## THE PROBLEM
The entries below should be quoted exactly, with no pictures carried over.

## DATA TO PROCESS

------

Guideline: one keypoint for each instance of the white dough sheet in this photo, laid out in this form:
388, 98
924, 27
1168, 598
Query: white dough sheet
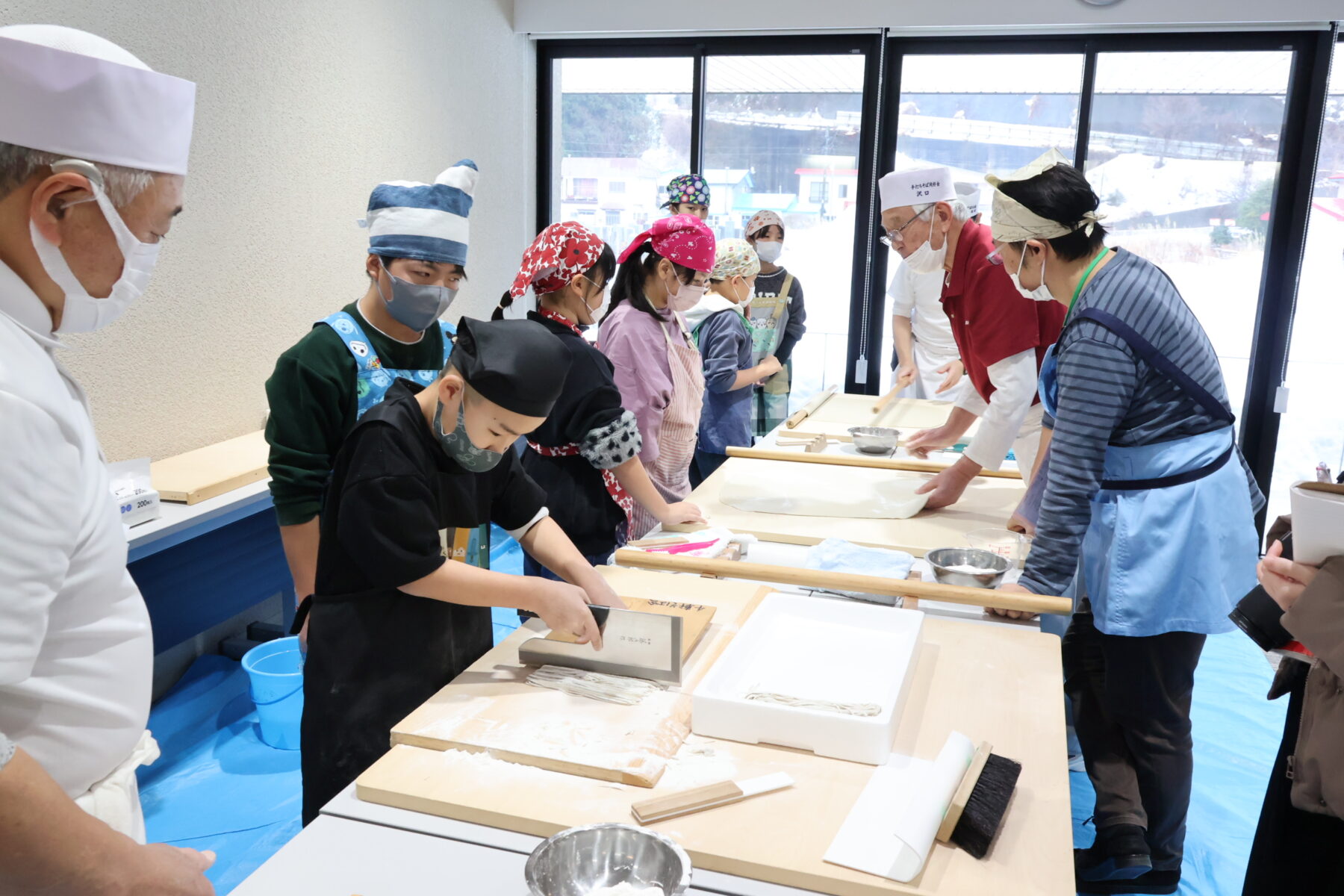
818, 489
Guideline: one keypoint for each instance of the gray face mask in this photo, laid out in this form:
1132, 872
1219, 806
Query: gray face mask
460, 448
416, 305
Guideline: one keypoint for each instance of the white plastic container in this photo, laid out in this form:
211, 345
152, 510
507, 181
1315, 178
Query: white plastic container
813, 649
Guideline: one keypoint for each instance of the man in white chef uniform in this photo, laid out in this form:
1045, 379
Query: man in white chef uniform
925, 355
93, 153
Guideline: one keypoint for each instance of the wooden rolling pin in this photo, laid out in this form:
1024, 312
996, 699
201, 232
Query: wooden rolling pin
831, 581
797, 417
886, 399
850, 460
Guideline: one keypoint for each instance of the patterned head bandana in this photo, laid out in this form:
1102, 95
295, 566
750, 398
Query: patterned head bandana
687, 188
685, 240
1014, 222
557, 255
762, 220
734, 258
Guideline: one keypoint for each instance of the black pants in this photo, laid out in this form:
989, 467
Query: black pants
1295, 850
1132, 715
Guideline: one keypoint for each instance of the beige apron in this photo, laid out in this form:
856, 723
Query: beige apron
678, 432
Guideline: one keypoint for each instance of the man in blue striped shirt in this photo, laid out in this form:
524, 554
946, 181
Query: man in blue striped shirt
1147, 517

------

## ANSWER AREA
Guideline: one keypoint for each instance of the white dough sheet in this photo, laid out in this form:
388, 98
924, 27
1168, 598
Query: white dough sheet
818, 489
Guideline: one keypoint for each instance of the gray face mask in this photo, laid out in this form:
1132, 872
1219, 806
Query: gray face mask
460, 448
416, 305
Guideline: one keypoint for each instance of the white plastic container in this photo, laid out in this form:
211, 345
152, 510
507, 181
1315, 178
Query: white plastic container
813, 649
Guideline: one keypoint for each instance of the man in white chef uniform in this photo, laid out in this form:
1045, 379
Query: man in white chef uniform
925, 355
93, 153
Guideline: one keypoint for each instance of the wooden rolling pin in this photo, laid out in this form:
1024, 312
996, 699
201, 232
Query: wooden rolling pin
831, 581
797, 417
886, 399
850, 460
Guideline: one keypoint for each instance of the patterned head bandana in this photo, laid out in this form:
1102, 95
295, 566
750, 398
Query: patterned head bandana
687, 188
685, 240
1014, 222
557, 255
762, 220
734, 258
Guideline: one keypoint for each instance of the black pants in this photo, laid out in this form:
989, 467
Query: black pants
1295, 850
1132, 715
Guideline: one keypoint for each instance of the beige apron in this photo, laid out in this form:
856, 723
Query: beige apron
678, 432
Guideline: one keypoint for each instance of the man in blue striped shirt in this photo, laid out in this form:
524, 554
946, 181
Query: man in blue striped shirt
1147, 517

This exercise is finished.